• [Set exercise]:
In the records below, update the lines starting at the one that contains "Where can the sky" and stopping after the one that contains "column 127, row 173" by changing every "red desert plain" to "red sand plain" and leaving everything else as it is. Give back only those lines.

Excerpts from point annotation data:
══════════════════════════════

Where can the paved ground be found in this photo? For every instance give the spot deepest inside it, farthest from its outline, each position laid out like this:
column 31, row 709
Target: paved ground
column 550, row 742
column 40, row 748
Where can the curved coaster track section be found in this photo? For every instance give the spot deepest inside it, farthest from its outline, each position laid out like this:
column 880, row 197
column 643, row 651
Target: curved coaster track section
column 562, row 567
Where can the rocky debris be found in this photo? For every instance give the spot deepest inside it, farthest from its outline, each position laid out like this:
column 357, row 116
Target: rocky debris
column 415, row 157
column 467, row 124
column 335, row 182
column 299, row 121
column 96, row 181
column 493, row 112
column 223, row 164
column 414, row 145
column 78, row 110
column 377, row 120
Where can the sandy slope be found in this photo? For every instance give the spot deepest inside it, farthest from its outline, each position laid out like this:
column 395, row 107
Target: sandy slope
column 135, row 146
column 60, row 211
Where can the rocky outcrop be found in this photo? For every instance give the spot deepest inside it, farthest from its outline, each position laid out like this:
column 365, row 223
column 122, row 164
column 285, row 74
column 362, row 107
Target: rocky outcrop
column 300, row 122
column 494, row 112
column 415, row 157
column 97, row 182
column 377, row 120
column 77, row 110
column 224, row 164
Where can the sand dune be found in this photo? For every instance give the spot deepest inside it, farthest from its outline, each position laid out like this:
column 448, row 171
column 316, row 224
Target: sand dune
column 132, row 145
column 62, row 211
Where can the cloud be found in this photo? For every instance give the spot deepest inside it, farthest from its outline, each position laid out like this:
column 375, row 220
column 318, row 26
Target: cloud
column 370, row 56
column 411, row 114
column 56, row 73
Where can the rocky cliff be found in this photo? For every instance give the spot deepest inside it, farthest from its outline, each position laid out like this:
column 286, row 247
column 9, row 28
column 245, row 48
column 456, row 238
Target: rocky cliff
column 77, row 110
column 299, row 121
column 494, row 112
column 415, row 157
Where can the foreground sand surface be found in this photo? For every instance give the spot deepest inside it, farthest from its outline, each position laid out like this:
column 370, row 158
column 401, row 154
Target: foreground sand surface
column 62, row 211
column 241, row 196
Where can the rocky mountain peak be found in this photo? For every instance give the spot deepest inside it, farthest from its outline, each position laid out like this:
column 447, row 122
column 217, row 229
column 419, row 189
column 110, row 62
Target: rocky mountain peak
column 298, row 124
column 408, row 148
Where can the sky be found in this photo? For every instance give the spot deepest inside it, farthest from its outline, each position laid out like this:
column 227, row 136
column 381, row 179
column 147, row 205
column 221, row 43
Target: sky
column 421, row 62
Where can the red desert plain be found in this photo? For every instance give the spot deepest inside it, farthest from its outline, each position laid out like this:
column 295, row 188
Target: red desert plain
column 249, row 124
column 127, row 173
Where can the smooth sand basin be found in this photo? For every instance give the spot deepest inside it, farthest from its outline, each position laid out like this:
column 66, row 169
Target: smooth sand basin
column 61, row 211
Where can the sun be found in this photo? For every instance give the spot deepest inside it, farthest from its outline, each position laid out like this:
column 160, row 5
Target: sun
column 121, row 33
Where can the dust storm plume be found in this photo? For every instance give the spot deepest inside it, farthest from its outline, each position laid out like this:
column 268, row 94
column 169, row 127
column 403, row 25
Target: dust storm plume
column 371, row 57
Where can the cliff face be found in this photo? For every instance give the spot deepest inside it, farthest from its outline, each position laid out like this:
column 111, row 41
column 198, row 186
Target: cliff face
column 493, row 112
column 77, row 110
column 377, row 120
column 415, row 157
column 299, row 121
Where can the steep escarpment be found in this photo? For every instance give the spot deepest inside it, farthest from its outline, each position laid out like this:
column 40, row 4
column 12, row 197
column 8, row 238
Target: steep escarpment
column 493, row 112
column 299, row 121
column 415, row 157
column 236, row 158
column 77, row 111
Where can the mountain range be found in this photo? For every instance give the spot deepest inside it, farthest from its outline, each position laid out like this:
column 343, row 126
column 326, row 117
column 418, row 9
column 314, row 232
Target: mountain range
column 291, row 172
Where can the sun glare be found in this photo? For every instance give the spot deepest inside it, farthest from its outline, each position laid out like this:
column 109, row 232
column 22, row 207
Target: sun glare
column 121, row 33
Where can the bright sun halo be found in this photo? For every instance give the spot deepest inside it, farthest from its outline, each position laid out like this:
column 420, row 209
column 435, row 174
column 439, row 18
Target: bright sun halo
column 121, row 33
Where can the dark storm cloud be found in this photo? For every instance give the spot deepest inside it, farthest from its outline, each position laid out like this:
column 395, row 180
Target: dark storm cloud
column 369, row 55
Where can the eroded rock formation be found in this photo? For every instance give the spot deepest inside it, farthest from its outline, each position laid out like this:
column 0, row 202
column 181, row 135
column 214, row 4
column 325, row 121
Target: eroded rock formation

══════════════════════════════

• [The result]:
Where can the sky be found in this photo? For every instance give the spot deepest inside it, farthest from its outline, each position laid out like this:
column 227, row 136
column 381, row 179
column 147, row 205
column 221, row 43
Target: sky
column 421, row 62
Where can the red sand plain be found in this photo? For every instance give the spot deepest inside it, farthest from its outline, each position laid out like this:
column 295, row 188
Target: red sand plain
column 249, row 124
column 127, row 173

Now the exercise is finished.